## TAREAS A REALIZAR:
(1) Según el fragmento, ¿en qué plaza habían quedado para verse?
(2) Di si cada frase coincide con el fragmento. Contesta sí o no y cita las palabras del texto que lo deciden.
(a) Pedro es profesor de la Universidad de Nova de Lisboa.
(b) El editor les dio las cifras exactas de ventas del libro.
(c) Joana fue la última en llegar a la cita.
(3) Actualiza el fragmento empezando por "Desde ya, les" y terminando en "esperan que hagan.", y pon "demasiado severo" en lugar de "demasiado duro".

## FRAGMENTO:
□ □ □ □

Desde ya, les pido disculpas si al leer estas líneas piensan que estoy siendo demasiado duro con ellos. Al contrario, les admiro. Están haciendo lo que sus profesores esperan que hagan.

La primera en llegar a la cita fue Joana. Habíamos quedado en encontrarnos el sábado pasado a las 12 del mediodía en la plaza de Santa Maria Novella. Previendo que al fin de semana le iban a quedar pocas horas libres había decidido aprovechar para hacer antes la corsa en le Cascine. Cuando se lo dije para justificar mi retraso me respondió que ella había empezado a hacer lo propio desde hacía unos meses. No me lo esperaba. Así que, en vez de ponernos al día de las novedades, como se supone que deberían hacer dos amigos que no se han visto desde hace tiempo, empezamos por explicarnos nuestras respectivas gestas atléticas. Eso si, quedó claro que ninguno de los dos podría llegar a emular nunca las de Pedro Cardim que, por lo que me dijo, era un atleta consumado. Por si a estas alturas no os lo he dicho todavía, Pedro es un profesor de la Universidad de Nova de Lisboa con el que tanto Joana como yo hemos colaborado estrechamente. Bueno, de hecho Pedro y yo codirigimos la tesis doctoral de Joana. Juntos coordinamos también el libro del que hasta ahora he vendido más ejemplares aunque no hay modo de que nuestro editor nos facilite las cifras precisas.

□ □ □ □

## MATERIAL PROPORCIONADO:
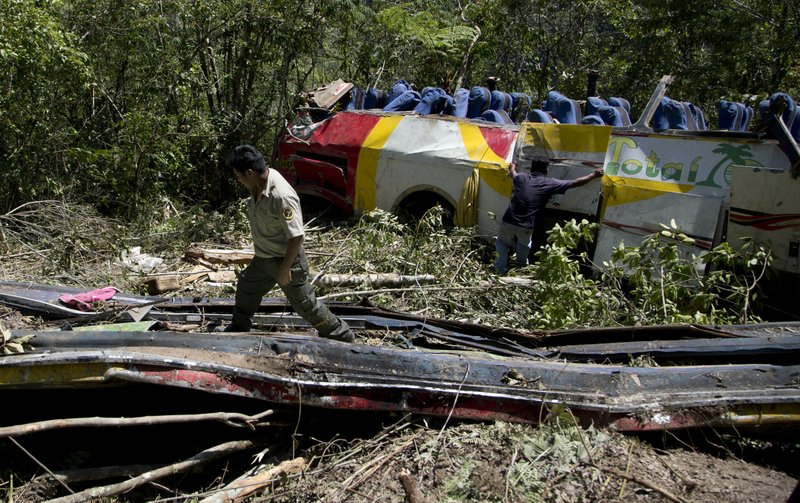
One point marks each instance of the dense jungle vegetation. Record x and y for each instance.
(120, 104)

□ □ □ □

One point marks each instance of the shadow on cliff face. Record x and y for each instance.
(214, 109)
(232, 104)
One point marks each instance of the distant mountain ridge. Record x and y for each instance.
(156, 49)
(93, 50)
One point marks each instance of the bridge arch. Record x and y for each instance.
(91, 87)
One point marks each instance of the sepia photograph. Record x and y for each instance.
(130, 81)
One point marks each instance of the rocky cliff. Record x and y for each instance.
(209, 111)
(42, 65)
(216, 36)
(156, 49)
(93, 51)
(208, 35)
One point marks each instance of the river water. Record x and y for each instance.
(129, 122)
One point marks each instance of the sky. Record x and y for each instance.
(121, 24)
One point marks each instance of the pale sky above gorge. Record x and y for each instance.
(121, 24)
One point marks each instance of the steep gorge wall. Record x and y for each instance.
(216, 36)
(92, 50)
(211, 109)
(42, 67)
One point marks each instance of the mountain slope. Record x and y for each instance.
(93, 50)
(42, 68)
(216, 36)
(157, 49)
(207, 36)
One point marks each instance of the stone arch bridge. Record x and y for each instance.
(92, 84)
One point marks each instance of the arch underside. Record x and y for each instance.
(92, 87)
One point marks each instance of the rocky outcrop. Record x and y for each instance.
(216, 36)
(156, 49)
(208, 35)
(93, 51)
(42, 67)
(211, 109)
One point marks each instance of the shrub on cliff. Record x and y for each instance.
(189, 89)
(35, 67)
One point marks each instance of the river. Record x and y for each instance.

□ □ □ □

## RESPUESTAS POR TAREA:
(1) En la plaza de Santa Maria Novella.

(2)
(a) Sí: "Pedro es un profesor de la Universidad de Nova de Lisboa".
(b) No: "no hay modo de que nuestro editor nos facilite las cifras precisas".
(c) No: "La primera en llegar a la cita fue Joana".

(3)
Desde ya, les pido disculpas si al leer estas líneas piensan que estoy siendo demasiado severo con ellos. Al contrario, les admiro. Están haciendo lo que sus profesores esperan que hagan.